**RECORDS SUPPLIED:**
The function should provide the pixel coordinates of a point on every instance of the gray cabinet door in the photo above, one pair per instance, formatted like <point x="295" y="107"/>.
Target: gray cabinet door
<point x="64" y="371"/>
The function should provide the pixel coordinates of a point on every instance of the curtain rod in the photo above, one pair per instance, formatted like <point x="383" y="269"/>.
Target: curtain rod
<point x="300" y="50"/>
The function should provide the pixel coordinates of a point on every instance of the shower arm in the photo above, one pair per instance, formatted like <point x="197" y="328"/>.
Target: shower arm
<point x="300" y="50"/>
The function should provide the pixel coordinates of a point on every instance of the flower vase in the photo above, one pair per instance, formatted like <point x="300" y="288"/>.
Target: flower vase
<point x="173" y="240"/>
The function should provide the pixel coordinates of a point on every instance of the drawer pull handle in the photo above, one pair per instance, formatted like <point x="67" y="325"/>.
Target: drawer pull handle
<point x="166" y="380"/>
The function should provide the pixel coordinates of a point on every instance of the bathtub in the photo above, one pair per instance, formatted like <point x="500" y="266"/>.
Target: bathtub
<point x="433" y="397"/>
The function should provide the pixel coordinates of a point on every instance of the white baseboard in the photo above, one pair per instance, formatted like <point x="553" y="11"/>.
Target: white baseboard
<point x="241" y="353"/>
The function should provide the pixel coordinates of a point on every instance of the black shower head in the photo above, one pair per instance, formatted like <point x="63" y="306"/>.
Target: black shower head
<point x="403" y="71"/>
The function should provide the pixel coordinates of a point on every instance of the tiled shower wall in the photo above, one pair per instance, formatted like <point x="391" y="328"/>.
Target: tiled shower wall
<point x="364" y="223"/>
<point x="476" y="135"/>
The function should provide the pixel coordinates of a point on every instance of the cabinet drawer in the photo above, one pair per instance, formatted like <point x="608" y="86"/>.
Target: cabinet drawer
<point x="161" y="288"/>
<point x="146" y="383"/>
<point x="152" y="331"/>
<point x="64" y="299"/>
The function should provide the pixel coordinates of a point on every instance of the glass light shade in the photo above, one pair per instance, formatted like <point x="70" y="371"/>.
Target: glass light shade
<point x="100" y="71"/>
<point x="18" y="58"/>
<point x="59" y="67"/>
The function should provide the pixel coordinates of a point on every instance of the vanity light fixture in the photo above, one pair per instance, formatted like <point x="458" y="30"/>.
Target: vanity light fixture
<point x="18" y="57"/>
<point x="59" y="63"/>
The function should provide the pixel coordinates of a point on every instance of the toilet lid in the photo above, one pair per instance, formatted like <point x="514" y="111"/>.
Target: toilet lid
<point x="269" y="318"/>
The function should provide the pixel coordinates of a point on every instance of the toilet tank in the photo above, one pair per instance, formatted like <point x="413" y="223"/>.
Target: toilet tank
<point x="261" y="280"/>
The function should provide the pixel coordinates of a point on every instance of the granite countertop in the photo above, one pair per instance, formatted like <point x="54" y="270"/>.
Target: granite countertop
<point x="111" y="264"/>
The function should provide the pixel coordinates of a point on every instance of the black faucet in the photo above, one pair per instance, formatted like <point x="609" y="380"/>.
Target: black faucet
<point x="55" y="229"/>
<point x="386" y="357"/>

* * *

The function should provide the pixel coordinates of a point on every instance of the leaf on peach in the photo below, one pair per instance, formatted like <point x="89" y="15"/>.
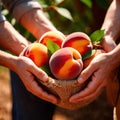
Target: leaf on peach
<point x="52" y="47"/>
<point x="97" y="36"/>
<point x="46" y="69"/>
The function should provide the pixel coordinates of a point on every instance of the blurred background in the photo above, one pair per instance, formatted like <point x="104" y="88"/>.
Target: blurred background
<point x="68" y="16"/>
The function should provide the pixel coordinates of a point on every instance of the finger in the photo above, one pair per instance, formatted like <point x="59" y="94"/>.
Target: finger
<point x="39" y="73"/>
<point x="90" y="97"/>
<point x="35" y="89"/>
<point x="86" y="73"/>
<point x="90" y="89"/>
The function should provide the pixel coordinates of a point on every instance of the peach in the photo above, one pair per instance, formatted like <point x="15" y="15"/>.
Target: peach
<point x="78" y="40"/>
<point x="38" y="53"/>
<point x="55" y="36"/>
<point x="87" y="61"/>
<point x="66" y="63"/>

**SET EXERCISE:** Which lines of the records above contain the word "faucet"? Pull out each of them in full.

**RESPONSE FOR THIS EXERCISE:**
The function should provide the pixel coordinates of a point on every instance of the black faucet in the photo above, one pair per instance, formatted like <point x="609" y="380"/>.
Target: black faucet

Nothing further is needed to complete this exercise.